Lawrence Wright on Texas, Trump, and the political future of one of the biggest states in the country.

Jon Wiener

April 27, 2018

Voters wait in line to cast their ballots at a polling station on the University Co-op in Austin, Texas.(AP Photo / Tamir Kalifa)

Lawrence Wright won the Pulitzer Prize for his book The Looming Tower, now a 10-part miniseries on Hulu. His book on Scientology, Going Clear, became a featured documentary for HBO. He writes for The New Yorker and lives in Austin, Texas. This interview has been edited and condensed.

Jon Wiener: California and Texas, the two biggest states, are both 39 percent Latino. Hillary Clinton got 62 percent of the vote in California, and 43 percent in Texas. In California, Democrats hold all the statewide offices. In Texas it’s been the opposite for a long time. Obviously demography doesn’t explain the difference between the two states. How do you explain the political differences?

###

Requirements: Summarize the excerpt on Texas politics above in two sentences.

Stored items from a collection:
###

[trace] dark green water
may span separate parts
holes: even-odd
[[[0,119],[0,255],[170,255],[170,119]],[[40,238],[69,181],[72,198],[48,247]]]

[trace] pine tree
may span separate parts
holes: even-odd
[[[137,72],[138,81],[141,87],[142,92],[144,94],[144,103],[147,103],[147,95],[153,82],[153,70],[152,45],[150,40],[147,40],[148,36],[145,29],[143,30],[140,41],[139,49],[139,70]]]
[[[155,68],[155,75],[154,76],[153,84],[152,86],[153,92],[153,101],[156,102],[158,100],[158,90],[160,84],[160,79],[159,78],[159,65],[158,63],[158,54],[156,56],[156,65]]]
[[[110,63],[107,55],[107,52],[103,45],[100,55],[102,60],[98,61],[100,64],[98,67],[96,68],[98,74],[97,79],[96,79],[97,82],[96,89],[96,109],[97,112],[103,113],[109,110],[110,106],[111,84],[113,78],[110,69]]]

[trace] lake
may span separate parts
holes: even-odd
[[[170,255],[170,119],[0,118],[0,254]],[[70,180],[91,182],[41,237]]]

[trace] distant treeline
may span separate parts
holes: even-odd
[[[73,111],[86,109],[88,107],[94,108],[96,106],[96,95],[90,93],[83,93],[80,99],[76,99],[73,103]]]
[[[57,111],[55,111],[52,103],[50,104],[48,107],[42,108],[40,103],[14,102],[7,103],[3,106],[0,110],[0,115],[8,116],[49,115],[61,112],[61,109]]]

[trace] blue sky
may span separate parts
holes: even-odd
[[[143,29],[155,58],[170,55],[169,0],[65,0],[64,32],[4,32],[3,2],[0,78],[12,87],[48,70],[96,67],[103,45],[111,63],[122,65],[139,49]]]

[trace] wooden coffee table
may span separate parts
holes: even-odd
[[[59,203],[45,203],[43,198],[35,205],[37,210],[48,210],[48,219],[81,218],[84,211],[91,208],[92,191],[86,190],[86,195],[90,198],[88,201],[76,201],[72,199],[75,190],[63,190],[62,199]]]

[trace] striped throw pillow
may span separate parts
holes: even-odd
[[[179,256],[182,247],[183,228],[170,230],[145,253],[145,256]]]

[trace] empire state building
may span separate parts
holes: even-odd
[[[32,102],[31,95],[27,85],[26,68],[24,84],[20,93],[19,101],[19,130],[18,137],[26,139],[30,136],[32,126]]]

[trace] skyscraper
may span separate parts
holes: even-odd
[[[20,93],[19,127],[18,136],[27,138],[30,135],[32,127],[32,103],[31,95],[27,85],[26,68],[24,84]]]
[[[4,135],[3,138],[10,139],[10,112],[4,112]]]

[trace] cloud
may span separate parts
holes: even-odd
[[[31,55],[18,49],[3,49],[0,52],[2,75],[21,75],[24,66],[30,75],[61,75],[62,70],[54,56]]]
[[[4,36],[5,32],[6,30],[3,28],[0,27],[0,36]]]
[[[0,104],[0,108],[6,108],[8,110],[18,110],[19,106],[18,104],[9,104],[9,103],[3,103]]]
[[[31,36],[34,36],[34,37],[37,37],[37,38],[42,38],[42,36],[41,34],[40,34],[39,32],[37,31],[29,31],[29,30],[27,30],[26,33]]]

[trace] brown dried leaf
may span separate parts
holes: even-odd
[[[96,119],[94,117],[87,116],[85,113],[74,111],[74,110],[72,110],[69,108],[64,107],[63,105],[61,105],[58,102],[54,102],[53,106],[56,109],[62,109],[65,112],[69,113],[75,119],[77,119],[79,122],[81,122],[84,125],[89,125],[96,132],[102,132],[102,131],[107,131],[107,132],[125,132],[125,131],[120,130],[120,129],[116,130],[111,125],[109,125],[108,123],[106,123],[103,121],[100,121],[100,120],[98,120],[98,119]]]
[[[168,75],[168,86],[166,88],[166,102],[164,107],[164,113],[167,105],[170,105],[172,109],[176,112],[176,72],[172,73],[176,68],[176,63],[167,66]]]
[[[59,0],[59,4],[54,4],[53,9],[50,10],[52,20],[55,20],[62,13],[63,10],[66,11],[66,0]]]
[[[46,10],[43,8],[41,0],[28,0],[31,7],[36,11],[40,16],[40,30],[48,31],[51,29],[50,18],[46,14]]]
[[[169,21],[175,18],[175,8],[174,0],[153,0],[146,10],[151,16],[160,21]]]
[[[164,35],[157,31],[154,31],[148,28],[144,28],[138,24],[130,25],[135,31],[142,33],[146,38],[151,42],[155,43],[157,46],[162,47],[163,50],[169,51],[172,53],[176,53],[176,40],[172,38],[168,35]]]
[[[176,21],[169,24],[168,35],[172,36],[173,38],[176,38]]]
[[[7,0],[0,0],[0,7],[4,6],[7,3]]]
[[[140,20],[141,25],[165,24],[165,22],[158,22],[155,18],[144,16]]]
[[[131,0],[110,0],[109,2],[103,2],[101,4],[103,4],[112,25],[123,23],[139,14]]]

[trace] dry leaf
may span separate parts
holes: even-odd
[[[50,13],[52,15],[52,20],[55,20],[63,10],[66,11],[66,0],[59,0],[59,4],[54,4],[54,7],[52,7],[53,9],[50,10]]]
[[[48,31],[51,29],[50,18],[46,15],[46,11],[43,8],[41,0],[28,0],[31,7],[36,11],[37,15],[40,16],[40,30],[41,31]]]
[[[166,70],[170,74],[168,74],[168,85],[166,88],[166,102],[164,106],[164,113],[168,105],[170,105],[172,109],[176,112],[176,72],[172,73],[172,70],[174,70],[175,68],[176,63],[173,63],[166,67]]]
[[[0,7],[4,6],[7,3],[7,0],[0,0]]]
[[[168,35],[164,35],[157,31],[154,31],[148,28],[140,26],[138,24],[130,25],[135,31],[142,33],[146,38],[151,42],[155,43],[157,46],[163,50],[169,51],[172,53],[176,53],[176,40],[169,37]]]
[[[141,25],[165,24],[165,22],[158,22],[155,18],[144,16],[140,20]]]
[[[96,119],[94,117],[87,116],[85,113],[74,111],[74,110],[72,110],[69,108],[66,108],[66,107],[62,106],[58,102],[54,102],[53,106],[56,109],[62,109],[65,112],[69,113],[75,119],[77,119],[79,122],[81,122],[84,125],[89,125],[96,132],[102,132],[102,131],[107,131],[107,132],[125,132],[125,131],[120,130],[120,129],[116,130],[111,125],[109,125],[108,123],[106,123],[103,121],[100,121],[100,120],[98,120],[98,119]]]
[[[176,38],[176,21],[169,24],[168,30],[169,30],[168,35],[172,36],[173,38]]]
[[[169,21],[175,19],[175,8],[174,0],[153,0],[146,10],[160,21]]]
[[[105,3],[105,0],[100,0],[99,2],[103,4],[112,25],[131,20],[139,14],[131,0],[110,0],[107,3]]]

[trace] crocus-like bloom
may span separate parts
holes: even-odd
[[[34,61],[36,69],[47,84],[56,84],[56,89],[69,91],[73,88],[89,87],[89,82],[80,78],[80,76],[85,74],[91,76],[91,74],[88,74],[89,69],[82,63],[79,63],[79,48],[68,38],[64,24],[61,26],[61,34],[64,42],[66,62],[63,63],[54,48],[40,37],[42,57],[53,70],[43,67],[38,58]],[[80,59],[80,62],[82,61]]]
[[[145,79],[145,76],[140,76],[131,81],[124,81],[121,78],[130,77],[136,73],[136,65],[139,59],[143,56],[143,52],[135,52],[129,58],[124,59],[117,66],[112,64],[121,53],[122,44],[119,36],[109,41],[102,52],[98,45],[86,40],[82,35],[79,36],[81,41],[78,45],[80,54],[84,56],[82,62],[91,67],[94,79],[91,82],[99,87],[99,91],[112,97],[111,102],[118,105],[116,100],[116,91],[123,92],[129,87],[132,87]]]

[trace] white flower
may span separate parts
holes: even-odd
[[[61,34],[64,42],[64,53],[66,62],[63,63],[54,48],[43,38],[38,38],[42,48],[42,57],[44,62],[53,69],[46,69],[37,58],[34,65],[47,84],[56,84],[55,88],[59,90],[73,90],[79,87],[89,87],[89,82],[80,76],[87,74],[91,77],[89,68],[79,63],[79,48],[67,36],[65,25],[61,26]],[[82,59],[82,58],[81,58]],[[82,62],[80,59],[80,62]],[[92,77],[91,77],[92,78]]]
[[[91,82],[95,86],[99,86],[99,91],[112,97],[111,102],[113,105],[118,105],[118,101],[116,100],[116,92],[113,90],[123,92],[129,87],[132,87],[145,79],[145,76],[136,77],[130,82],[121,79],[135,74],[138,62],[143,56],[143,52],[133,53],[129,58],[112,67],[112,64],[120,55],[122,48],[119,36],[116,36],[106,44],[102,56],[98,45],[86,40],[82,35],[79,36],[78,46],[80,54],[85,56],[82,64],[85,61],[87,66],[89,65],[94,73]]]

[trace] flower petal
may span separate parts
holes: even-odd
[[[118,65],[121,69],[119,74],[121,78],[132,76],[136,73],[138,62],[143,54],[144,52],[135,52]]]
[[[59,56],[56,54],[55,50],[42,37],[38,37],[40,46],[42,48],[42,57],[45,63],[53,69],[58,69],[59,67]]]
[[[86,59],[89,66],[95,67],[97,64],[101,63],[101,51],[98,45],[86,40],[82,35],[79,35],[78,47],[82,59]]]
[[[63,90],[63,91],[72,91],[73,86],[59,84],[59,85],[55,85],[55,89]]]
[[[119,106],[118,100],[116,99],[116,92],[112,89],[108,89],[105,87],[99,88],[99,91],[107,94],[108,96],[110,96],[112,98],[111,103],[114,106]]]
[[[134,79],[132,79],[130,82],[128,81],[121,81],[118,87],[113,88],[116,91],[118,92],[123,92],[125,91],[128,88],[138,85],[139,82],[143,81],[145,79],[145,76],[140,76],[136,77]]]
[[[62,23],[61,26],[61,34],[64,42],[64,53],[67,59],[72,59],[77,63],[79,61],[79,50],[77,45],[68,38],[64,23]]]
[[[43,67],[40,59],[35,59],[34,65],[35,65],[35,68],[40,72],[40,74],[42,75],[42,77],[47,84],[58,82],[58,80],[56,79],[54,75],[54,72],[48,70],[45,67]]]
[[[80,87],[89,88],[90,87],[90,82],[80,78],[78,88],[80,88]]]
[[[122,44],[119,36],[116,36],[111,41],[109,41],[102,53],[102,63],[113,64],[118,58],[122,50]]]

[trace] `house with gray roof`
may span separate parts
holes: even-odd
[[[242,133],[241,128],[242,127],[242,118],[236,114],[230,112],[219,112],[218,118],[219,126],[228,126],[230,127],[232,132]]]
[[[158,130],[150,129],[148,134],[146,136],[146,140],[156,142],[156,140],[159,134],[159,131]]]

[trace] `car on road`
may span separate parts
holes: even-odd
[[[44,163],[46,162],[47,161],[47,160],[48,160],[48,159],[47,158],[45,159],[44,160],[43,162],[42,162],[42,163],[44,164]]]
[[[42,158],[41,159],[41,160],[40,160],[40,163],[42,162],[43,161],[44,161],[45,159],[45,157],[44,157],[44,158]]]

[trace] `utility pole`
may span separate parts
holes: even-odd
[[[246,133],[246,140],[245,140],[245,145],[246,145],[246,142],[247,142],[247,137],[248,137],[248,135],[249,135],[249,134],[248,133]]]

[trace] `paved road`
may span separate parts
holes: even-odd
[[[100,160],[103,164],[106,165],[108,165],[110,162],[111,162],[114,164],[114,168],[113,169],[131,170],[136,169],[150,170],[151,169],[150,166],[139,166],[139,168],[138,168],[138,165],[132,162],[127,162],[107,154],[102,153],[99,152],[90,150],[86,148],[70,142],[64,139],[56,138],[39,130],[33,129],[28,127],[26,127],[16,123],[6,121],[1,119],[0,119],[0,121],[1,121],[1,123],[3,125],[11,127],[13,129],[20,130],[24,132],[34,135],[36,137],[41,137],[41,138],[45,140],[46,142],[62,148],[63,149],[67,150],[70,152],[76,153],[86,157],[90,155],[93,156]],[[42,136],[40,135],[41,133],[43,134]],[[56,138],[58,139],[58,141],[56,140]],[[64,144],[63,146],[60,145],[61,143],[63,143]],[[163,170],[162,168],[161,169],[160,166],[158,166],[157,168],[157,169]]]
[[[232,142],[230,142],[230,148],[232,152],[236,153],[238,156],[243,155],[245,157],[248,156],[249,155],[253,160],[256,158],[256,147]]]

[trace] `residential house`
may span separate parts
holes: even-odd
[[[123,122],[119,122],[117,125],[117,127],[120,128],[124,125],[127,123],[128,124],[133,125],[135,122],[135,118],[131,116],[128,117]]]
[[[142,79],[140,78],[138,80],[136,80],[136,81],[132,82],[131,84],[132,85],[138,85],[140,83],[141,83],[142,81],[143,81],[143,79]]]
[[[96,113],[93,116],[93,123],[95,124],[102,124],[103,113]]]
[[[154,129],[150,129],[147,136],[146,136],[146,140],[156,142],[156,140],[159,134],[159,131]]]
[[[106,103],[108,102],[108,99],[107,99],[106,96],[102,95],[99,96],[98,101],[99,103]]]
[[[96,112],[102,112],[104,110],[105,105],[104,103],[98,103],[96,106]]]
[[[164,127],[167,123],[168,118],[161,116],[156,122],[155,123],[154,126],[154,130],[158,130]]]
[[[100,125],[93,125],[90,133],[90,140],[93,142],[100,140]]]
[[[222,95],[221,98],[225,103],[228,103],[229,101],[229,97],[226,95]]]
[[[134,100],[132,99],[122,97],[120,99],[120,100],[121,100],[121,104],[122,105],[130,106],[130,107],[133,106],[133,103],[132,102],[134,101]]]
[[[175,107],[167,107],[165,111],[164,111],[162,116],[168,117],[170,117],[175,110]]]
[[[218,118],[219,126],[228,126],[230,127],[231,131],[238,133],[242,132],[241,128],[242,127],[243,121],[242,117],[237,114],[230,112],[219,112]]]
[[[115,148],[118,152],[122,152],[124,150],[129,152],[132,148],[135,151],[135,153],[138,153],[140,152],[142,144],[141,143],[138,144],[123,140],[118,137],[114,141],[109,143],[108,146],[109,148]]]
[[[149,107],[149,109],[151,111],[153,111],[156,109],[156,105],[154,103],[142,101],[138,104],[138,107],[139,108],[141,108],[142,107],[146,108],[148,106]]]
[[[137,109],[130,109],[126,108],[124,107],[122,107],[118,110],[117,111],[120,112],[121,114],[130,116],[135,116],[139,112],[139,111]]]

###

The result: Jon Wiener interviews Lawrence Wright, a Pulitzer Prize winner for The Looming Tower who writes for The New Yorker and lives in Austin, about Texas, Trump, and the state's political future. Wiener notes that California and Texas are both 39 percent Latino, yet Hillary Clinton won 62 percent of the vote in California and 43 percent in Texas, and he asks Wright to explain the two states' political differences.